What the task asks –
Render the material below as a JSON list of strings, with one string for each line and blank lines omitted.

— Start Data for the task —

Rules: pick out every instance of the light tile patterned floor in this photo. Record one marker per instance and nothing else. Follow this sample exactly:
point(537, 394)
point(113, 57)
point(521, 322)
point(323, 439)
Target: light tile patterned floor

— End Data for the task —

Result –
[
  "Rules: pick out every instance of the light tile patterned floor in this photo. Record one marker per instance and nothing else. Follow this sample exactly:",
  "point(537, 394)",
  "point(113, 57)",
  "point(521, 322)",
  "point(323, 439)",
  "Target: light tile patterned floor"
]